### Data provided
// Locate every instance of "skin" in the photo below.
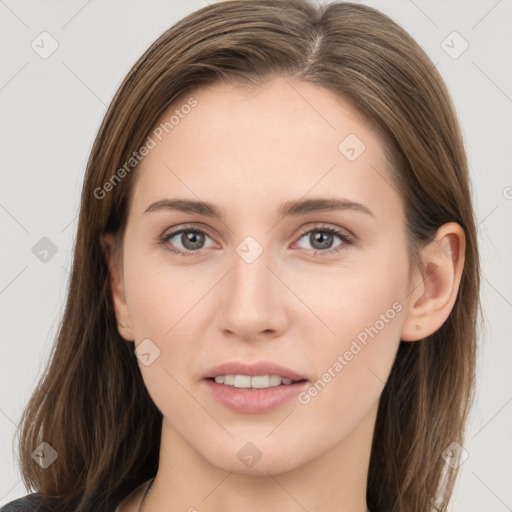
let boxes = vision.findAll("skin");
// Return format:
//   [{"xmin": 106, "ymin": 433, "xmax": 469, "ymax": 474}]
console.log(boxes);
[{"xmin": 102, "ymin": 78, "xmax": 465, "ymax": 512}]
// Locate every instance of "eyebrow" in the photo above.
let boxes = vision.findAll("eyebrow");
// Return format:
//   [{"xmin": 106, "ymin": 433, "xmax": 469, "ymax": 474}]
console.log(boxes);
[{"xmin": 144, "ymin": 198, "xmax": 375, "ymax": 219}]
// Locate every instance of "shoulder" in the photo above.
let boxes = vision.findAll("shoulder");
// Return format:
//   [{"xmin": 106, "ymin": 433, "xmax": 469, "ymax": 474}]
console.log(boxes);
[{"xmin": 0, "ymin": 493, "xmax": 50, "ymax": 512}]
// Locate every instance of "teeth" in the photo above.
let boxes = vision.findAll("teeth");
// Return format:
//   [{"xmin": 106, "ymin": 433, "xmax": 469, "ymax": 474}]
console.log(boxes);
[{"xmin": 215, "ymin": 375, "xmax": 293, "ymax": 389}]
==
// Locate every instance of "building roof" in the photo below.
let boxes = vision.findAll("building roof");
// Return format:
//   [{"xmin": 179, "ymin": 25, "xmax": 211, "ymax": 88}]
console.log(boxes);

### Goal of the exercise
List each line from the material above that contains the string "Locate". Matching is case-sensitive.

### Output of the exercise
// Locate every instance of "skin" in the photo below.
// Locate every instance of "eyebrow" in the photo above.
// Locate every instance of "shoulder" in the photo above.
// Locate every instance of "teeth" in the photo above.
// Locate every instance of "building roof" in the photo below.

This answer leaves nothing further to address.